[Задание A]
Ответьте по тексту о шведской железной руде на вопросы:
(i) Сколько руды ввезла Германия в 1938 году?
(ii) Через какой шведский порт руда вывозилась летом?
(iii) В какой порт доставлялась руда в зимние месяцы?
[Задание B] Выпишите из текста о шведской железной руде все указанные в нем количества руды в тоннах.
[Задание C] Продолжите текст о шведской железной руде после его последнего предложения.

[Текст]
Попытаемся разобраться в этом хитросплетении фактов и домыслов…
* * *
В планирующих органах союзных держав к Скандинавскому театру относились с большим вниманием. Еще в апреле 1939 года представители военных штабов Великобритании и Франции отметили, что на первой стадии войны союзники смогут вести эффективные наступательные действия против Германии лишь в сфере экономики. Одно из ключевых мест в этом вопросе занимал импорт шведской железной руды. В 1938 году Германия ввезла 22 млн. т. руды, из них 9,5 млн. т. — из источников, ставших недоступными с началом войны. По мнению англичанина Джона Батлера, чтобы избежать полного краха промышленности Германия должна была в первый год войны ввести из Швеции не менее 9 млн. т., то есть 750 тыс. т. в месяц. Летом руда вывозилась через шведский порт Лулео на берегу Ботнического залива. При этом немцам приходилось мало заботиться о безопасности перевозок, поскольку Балтика была надежно защищена от проникновения подводных лодок и надводных кораблей противника. Однако в зимние месяцы Ботнический залив покрывался льдом. В это время руда доставлялась в ближайший норвежский порт Нарвик, а оттуда морем шла в Германию, причем почти весь маршрут немецкие рудовозы шли фарватером в норвежских территориальных водах, спасаясь тем самым от британских кораблей и самолетов.

Элементы разметки сегментации:
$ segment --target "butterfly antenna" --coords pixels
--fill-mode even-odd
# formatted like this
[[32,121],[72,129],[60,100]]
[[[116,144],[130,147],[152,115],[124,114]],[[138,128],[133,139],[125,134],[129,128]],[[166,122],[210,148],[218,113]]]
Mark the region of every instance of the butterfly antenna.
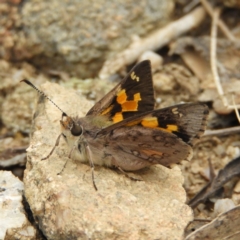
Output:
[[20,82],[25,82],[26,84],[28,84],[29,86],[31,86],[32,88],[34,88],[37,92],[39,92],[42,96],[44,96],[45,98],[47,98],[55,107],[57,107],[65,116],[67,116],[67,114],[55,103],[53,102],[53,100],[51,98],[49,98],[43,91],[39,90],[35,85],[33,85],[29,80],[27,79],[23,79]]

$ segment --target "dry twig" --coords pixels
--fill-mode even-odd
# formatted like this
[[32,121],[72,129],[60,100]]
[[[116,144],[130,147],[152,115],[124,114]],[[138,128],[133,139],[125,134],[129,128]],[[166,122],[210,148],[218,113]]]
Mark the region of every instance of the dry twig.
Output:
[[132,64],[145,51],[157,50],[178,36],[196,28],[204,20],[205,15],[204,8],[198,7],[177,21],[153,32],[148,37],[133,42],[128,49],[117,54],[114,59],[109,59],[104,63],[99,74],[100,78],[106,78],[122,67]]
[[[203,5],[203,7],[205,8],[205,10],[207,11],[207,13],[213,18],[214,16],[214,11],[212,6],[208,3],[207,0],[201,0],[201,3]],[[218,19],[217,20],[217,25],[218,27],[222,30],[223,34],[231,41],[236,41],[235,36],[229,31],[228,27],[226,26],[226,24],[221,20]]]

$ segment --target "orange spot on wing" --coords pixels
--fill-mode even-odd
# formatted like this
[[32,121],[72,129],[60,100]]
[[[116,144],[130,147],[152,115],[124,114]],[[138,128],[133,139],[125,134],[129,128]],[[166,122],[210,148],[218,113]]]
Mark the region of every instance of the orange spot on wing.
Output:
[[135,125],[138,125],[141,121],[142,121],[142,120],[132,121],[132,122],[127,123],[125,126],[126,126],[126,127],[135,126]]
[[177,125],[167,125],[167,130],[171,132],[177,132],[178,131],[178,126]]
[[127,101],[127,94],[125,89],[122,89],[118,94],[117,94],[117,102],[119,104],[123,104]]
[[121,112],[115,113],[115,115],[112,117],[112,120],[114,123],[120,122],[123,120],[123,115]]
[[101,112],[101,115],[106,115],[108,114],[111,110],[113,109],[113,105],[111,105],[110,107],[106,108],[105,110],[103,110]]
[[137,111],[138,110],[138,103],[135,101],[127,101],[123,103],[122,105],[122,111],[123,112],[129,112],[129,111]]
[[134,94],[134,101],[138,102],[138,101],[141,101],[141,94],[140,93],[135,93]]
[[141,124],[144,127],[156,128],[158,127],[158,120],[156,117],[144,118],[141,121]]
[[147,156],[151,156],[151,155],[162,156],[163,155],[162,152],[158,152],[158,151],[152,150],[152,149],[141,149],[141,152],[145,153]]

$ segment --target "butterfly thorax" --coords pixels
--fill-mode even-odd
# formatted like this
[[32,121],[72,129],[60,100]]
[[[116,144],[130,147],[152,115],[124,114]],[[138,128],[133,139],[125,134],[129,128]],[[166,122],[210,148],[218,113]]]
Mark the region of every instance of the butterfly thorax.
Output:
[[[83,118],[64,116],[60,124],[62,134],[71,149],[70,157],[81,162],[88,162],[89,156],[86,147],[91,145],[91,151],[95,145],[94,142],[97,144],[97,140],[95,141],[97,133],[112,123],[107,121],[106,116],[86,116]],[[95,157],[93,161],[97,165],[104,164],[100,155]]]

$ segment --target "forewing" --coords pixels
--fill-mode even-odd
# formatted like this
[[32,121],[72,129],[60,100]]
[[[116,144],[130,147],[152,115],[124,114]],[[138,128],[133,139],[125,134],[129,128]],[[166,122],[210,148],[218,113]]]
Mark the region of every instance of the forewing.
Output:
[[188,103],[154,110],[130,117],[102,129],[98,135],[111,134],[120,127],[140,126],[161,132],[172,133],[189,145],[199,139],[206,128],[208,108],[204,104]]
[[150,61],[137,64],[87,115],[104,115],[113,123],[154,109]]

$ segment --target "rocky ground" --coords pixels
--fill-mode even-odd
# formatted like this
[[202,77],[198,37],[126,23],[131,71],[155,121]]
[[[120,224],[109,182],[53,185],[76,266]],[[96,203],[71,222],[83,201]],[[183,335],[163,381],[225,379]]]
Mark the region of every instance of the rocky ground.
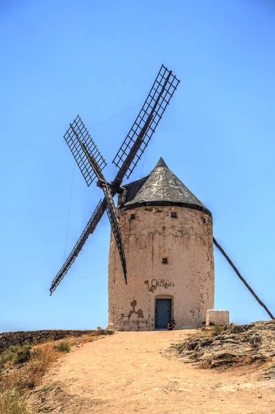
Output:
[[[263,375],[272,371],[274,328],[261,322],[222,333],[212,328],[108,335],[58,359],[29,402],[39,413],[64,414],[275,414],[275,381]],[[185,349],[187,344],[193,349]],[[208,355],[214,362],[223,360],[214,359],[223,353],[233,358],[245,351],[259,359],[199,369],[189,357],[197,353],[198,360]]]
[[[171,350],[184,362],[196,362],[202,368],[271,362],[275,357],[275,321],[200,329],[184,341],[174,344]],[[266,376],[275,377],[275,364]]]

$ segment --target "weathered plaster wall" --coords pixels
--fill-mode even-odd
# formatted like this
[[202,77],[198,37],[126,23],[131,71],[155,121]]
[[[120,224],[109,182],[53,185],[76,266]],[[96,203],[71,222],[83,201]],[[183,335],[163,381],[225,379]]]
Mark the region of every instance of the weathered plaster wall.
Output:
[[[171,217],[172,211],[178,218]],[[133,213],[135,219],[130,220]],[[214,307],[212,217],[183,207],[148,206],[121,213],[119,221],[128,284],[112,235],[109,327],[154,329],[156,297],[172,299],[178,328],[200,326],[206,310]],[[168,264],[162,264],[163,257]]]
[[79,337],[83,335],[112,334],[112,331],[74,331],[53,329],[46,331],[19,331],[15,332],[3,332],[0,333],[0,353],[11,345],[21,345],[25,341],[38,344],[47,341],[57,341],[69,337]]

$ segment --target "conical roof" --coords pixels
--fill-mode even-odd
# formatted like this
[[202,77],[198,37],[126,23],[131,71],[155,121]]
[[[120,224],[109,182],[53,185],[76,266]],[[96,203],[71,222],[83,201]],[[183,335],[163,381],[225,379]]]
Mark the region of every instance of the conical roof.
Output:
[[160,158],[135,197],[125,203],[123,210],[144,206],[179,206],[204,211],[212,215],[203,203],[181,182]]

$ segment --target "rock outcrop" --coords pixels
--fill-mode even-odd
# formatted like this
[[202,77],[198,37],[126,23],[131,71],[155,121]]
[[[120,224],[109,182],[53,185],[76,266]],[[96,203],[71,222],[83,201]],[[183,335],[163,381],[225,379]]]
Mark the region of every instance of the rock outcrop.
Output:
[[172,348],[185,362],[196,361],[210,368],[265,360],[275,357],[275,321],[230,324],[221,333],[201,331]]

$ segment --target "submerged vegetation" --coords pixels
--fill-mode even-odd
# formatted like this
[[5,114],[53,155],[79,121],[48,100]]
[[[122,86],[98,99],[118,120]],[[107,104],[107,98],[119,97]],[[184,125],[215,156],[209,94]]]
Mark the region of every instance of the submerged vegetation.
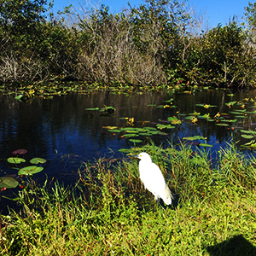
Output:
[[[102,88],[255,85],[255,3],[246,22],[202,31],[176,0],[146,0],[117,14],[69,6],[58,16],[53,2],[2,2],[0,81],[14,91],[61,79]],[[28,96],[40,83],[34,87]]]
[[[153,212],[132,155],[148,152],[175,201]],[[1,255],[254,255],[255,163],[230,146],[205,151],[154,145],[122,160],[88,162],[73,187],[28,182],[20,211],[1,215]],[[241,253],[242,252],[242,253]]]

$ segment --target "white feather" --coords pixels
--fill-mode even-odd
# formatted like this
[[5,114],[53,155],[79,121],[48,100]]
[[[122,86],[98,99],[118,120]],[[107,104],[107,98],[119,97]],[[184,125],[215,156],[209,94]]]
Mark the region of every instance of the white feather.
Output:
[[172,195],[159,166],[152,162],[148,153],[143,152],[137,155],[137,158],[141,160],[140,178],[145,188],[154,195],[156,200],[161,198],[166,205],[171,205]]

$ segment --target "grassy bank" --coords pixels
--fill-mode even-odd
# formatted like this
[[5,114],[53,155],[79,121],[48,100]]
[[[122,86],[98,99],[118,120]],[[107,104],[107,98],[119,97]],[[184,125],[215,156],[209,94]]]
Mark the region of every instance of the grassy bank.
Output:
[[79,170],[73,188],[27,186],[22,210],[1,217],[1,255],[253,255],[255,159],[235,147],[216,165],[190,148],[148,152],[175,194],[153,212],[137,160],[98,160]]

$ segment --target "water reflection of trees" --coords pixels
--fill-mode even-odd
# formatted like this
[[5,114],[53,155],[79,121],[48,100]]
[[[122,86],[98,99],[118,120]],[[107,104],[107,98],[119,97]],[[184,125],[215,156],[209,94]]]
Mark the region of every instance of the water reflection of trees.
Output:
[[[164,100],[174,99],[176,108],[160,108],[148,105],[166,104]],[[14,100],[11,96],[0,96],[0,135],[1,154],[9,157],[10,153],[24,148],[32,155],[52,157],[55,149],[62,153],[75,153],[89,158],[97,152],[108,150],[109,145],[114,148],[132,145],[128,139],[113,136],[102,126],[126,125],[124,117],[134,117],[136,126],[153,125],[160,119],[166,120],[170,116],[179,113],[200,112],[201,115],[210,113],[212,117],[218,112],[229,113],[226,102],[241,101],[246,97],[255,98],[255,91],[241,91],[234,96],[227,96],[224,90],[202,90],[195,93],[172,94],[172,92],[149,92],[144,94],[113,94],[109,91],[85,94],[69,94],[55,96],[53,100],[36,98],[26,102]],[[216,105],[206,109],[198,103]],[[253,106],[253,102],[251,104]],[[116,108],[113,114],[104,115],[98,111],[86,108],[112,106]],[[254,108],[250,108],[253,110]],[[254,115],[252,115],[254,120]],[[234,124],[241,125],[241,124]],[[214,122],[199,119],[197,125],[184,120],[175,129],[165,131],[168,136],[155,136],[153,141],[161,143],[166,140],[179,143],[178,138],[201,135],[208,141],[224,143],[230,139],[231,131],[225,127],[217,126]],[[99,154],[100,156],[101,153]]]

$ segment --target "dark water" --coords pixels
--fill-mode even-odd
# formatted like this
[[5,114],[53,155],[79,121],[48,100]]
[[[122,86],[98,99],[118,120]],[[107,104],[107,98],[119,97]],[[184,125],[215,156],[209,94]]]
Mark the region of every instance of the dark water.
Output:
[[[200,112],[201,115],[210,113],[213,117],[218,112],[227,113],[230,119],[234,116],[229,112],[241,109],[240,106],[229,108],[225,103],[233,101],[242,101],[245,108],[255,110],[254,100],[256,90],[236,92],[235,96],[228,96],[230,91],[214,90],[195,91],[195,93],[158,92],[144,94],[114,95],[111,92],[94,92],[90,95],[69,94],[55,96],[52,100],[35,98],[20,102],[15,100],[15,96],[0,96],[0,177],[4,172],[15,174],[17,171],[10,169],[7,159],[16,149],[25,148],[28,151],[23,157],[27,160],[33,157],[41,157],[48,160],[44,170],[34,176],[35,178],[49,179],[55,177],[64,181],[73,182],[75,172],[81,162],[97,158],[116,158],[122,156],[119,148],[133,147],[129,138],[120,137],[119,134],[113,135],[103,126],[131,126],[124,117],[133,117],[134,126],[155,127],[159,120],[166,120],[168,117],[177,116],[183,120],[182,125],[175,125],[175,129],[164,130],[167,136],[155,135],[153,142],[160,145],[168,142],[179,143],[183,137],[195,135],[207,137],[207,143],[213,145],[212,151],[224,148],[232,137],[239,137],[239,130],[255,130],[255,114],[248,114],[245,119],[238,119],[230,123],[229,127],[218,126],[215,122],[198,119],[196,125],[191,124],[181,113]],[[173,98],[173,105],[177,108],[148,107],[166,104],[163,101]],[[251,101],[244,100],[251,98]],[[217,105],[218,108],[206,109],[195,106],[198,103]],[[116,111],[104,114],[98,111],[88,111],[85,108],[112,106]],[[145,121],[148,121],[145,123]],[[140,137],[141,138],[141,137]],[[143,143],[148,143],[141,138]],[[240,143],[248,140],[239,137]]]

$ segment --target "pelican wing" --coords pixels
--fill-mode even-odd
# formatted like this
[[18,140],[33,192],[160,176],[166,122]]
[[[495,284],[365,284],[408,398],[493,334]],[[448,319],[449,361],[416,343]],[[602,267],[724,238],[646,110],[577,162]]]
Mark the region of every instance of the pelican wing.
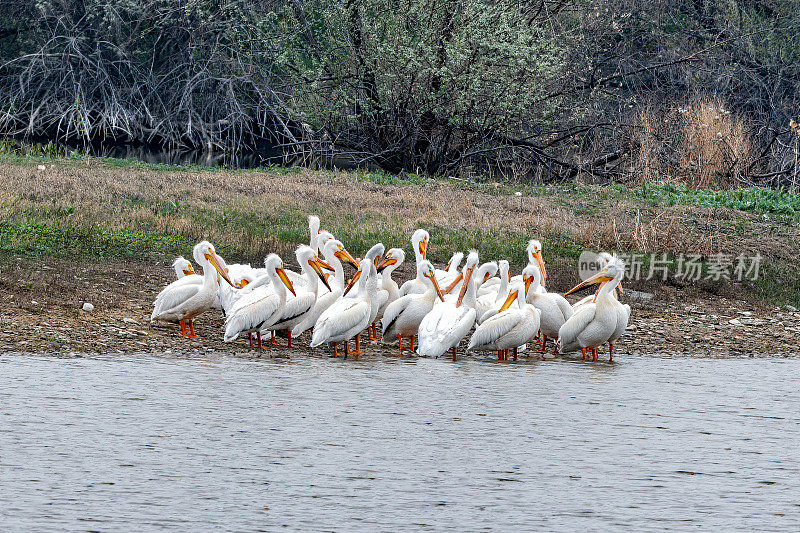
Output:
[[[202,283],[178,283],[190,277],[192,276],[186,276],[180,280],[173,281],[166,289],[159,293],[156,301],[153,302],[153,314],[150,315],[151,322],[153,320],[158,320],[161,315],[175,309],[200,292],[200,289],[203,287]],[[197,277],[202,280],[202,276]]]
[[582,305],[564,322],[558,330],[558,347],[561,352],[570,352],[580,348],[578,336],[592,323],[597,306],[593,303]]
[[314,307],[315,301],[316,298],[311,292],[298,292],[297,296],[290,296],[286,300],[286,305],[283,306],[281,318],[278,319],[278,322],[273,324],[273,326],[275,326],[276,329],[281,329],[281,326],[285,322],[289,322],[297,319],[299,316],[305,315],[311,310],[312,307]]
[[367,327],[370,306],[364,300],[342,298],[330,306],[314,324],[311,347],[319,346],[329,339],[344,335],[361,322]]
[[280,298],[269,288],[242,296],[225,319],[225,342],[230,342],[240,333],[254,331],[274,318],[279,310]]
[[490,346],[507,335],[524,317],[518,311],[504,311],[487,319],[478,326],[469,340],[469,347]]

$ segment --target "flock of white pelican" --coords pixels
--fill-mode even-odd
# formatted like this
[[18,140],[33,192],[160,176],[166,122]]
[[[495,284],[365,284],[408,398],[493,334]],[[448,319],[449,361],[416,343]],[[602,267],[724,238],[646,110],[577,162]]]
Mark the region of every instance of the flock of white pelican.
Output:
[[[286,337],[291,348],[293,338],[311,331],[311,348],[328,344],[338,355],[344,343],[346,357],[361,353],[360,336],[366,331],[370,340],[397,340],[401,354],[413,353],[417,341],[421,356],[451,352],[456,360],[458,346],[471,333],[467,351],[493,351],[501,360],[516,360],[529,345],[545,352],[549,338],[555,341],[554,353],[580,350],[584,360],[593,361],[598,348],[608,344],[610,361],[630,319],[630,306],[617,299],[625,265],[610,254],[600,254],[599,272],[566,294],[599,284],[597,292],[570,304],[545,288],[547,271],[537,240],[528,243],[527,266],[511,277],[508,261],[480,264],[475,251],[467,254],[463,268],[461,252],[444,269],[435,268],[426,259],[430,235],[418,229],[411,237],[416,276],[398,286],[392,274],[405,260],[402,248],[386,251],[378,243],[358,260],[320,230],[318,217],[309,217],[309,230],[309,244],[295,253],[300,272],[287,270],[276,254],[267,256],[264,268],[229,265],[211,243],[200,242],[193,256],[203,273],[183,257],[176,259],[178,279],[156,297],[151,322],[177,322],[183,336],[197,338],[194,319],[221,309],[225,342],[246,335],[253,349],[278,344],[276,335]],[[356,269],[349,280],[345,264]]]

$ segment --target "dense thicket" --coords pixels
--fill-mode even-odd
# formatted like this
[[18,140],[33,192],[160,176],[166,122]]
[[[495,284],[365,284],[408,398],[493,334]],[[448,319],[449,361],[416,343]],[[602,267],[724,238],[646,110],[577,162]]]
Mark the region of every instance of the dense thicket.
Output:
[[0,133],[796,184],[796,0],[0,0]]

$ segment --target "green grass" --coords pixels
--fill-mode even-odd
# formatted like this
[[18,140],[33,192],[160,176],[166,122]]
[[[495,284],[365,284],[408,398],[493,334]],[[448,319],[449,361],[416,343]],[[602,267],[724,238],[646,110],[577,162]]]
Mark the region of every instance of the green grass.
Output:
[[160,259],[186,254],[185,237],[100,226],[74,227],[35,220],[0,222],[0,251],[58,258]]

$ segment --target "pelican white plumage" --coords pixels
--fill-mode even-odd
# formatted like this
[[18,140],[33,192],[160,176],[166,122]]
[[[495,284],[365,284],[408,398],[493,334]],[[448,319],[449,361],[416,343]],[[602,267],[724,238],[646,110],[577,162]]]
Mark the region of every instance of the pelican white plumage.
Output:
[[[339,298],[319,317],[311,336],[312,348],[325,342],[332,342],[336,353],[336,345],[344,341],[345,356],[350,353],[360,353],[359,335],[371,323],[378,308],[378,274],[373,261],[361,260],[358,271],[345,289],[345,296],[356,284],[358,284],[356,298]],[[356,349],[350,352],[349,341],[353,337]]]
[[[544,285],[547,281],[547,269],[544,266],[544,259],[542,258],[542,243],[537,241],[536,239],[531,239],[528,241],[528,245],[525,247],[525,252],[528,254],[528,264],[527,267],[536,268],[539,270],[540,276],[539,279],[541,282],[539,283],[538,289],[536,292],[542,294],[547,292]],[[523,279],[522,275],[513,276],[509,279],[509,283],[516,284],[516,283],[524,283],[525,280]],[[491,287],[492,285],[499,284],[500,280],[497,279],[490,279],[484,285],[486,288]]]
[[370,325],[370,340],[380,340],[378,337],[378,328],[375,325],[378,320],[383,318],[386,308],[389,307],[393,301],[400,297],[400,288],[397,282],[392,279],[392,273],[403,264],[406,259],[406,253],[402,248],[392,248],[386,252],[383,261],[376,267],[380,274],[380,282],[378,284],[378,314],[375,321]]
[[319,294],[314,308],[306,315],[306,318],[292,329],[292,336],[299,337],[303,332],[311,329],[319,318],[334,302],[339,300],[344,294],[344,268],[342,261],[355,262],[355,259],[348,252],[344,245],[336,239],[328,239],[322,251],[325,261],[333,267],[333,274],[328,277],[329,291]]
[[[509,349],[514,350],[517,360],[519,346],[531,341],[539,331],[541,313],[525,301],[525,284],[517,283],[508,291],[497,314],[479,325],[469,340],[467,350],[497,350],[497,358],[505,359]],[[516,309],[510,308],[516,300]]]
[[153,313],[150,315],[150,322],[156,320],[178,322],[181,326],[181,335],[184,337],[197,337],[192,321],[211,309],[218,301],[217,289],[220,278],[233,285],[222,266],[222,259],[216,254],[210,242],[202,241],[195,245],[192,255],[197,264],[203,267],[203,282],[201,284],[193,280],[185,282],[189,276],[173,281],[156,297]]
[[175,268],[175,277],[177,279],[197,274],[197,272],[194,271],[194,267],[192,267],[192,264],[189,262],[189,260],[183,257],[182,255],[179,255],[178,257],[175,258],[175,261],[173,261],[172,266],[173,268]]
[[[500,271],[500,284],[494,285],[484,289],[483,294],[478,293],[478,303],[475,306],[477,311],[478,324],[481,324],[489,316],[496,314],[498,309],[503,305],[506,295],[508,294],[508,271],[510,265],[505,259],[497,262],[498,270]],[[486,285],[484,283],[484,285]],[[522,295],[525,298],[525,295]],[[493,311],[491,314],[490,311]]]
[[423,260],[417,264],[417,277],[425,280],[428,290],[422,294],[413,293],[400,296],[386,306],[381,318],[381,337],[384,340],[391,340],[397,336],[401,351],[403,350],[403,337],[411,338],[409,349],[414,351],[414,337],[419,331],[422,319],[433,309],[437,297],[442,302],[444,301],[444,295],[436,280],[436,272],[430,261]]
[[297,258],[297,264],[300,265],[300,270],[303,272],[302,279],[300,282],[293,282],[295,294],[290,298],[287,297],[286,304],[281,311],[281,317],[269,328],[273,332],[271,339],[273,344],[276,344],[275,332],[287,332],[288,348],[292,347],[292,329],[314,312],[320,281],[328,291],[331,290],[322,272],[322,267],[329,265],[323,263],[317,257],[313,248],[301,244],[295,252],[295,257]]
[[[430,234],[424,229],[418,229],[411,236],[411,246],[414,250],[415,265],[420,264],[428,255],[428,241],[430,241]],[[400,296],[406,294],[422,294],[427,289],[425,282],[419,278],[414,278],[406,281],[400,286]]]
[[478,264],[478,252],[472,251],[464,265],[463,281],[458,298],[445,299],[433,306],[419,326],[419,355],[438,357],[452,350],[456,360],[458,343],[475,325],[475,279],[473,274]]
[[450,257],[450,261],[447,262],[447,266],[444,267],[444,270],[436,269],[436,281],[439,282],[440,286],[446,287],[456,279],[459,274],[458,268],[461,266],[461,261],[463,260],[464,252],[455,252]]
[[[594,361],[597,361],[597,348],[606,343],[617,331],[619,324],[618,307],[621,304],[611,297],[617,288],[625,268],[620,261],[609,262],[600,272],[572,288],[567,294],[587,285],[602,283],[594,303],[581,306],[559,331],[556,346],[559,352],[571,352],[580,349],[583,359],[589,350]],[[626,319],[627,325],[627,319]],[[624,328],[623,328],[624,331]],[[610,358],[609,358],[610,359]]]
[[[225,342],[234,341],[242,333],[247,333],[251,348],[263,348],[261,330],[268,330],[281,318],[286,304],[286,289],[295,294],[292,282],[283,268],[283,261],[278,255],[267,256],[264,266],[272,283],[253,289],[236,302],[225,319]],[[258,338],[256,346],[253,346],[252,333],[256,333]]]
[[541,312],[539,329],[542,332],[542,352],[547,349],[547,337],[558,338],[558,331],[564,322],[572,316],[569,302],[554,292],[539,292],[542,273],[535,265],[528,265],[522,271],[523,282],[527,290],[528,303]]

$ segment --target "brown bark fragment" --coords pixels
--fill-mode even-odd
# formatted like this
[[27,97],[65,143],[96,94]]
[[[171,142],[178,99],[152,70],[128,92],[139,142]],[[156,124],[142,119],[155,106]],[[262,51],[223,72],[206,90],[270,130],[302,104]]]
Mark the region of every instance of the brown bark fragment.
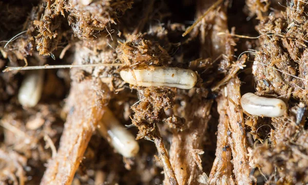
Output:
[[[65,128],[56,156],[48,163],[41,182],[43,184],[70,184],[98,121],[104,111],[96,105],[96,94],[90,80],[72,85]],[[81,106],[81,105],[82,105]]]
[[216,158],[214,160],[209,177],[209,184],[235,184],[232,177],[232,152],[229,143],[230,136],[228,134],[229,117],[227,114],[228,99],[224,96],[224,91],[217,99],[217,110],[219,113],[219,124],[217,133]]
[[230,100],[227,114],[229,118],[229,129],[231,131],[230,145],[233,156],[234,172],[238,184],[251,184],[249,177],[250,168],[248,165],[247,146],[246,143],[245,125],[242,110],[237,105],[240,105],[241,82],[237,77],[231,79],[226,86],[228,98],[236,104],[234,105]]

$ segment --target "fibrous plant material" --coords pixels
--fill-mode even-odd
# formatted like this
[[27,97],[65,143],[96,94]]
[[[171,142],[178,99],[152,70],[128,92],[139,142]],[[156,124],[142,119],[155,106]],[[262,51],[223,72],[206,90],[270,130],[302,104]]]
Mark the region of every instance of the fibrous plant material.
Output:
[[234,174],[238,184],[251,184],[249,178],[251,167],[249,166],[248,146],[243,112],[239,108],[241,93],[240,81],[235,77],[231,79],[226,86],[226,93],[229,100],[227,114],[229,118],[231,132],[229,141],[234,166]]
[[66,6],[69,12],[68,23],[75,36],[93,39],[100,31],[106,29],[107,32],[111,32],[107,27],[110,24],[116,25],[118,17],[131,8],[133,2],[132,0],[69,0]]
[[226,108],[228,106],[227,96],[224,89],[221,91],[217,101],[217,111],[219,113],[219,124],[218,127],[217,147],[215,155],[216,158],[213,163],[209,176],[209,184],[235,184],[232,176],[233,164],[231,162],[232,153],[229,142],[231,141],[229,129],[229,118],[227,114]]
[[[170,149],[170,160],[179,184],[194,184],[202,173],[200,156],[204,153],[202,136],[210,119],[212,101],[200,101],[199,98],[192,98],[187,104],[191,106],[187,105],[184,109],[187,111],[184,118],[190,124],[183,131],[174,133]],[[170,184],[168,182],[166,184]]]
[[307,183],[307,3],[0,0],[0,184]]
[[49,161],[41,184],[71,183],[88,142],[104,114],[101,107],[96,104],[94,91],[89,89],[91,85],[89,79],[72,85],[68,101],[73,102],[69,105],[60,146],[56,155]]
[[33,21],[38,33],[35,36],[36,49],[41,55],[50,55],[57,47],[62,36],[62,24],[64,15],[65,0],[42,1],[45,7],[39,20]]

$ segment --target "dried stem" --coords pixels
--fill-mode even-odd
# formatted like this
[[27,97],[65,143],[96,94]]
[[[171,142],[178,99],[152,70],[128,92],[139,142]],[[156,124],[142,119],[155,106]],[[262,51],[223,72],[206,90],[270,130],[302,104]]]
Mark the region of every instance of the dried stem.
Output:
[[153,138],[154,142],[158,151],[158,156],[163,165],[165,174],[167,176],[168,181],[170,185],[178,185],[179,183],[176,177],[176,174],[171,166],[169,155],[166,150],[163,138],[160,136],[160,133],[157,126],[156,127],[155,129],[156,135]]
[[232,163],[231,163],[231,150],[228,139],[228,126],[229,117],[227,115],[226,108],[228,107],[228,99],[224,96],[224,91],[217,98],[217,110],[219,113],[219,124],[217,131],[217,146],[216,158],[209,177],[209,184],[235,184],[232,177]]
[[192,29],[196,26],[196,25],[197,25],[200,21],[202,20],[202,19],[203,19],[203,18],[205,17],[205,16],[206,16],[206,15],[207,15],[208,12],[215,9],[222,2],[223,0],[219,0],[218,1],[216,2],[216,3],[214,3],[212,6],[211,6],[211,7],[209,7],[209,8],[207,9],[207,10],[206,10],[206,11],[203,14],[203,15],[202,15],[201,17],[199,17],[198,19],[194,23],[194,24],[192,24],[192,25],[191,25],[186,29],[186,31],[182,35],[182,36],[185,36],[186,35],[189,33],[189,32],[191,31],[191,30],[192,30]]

[Ответ A]
(i) 22 млн т.
(ii) Через Лулео на берегу Ботнического залива.
(iii) В норвежский порт Нарвик.

[Ответ B] 22 млн т (весь ввоз Германии в 1938 году); 9,5 млн т (ввоз из источников, ставших недоступными с началом войны); не менее 9 млн т (необходимый ввоз из Швеции в первый год войны); 750 тыс. т в месяц.

[Ответ C]
В Великобритании, традиционно считавшей Норвегию сферой своего влияния, вопрос о шведской железной руде был поднят уже в первые недели войны. 19 сентября 1939 года Первый лорд Адмиралтейства (морской министр) Уинстон Черчилль обратил внимание кабинета на то, что германское сухогрузы продолжают вывозить руду норвежскими территориальными водами из Нарвика. Тем же путем шли блокадопрорыватели — суда, застигнутые войной в нейтральных портах и возвращавшиеся на родину. «Примириться с наличием такого коридора значило допустить, несмотря на наше превосходство на море, чтобы под прикрытием нейтралитета весь этот грузопоток шел беспрепятственно», — говорил он.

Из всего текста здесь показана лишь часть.